** RECORD LIST **
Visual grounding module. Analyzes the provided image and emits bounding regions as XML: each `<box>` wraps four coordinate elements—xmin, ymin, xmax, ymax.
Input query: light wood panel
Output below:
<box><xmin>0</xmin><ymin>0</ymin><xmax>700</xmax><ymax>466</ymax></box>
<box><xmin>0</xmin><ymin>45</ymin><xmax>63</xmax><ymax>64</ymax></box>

** OBJECTIVE **
Rewrite the rows with "panel" replaced by "board" and every other character left unchanged.

** RESPONSE FOR THIS EXERCISE **
Visual grounding module. Analyzes the provided image and emits bounding regions as XML: each `<box>` wraps four coordinate elements—xmin, ymin, xmax, ymax.
Input query: light wood board
Output below:
<box><xmin>0</xmin><ymin>0</ymin><xmax>700</xmax><ymax>466</ymax></box>
<box><xmin>0</xmin><ymin>45</ymin><xmax>63</xmax><ymax>64</ymax></box>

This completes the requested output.